* **Your objective**
Set down all of the entries precisely as they were written.

* **Dataset**
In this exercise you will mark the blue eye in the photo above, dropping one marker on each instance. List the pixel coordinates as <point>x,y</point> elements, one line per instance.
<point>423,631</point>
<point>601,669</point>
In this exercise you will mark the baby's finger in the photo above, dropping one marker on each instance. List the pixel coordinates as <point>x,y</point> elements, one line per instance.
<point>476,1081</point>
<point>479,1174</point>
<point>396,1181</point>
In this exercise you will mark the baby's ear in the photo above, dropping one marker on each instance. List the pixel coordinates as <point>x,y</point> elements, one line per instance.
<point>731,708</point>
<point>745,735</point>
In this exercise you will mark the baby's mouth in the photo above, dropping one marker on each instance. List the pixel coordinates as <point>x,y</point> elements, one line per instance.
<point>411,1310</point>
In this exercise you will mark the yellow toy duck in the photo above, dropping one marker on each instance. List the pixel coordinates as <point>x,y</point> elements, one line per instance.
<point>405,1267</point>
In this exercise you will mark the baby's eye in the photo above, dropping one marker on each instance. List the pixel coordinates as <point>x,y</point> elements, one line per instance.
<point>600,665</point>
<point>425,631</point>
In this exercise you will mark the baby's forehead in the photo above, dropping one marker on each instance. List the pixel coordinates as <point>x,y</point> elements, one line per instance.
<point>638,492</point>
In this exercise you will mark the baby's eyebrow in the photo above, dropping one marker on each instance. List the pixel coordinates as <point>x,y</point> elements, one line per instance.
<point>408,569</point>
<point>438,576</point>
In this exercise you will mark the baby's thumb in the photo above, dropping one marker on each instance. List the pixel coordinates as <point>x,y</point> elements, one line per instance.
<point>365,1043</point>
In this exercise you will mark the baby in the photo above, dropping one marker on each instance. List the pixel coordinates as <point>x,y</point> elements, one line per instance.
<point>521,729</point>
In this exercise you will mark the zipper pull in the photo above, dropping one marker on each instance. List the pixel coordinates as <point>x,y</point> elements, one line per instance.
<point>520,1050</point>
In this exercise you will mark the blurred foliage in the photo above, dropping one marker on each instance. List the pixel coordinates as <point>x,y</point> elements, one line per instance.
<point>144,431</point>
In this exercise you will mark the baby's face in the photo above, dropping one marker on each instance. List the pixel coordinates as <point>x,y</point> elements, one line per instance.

* **Output for this exercise**
In this exercise you will mark the blue eye in the photo above, dropping one marker on each instance. List the pixel coordinates as <point>x,y</point> elements, one line per instance.
<point>423,631</point>
<point>601,669</point>
In this exercise you will mark the baby's finger in the photo above, dropping one marker on each instance. List the pixel coordinates as <point>x,y</point> elements, one line per instance.
<point>476,1081</point>
<point>479,1174</point>
<point>396,1181</point>
In this exercise you will mark the baby's ear in the photo above, dropping one marker on each instance. List the pixel coordinates as <point>x,y</point> elements, one line per instance.
<point>731,708</point>
<point>745,735</point>
In this exercise you will mark the baby's mouth in the photo above, dropping one marker on each instance. List the pixel coordinates as <point>x,y</point> elements, one line per instance.
<point>411,1310</point>
In this exercise you will mark the yellow toy duck in the photo above, dropping one marker on each instance. List the pixel coordinates as <point>x,y</point> elements, one line per instance.
<point>405,1267</point>
In this exercise you will mark the baby's eye in the photo above, dropping one marker on each instance. List the pixel coordinates as <point>x,y</point> elements, one line per instance.
<point>600,665</point>
<point>425,631</point>
In this exercise you will mark the baby's forehead in the photo above, dropping one marker on each instance. List the pixel coordinates as <point>x,y</point> elements, one line per instance.
<point>638,492</point>
In this exercise you will mark the baby's eyebrow in the photo above, dropping one marker on each instance. List the pixel coordinates as <point>x,y</point> elements, one line per instance.
<point>408,569</point>
<point>438,576</point>
In this exercise you will mark the baby's thumb in the photo above, dropping one marker on each instance. List the pixel coordinates as <point>x,y</point> elements, one line per instance.
<point>365,1043</point>
In this exercise you will mark the baby in the photo above, dropping one marker on each instance. List the pixel coordinates as <point>x,y</point> elements, one line per instance.
<point>521,729</point>
In this exercise you will mark the zipper pull in the photo above, dropping one marker on each instance. List the pixel coordinates as <point>x,y</point> elements, one line per instance.
<point>520,1050</point>
In this exercise you will mark the blurred foliage in the photo above, dropping one marker on each instance. List the pixel coordinates as <point>x,y</point> elements, one line per instance.
<point>144,431</point>
In this exercise you will mark the baby's face in the photo above, dropping one marker on each instance. List the pixel coordinates as <point>x,y</point> elements, one line per instance.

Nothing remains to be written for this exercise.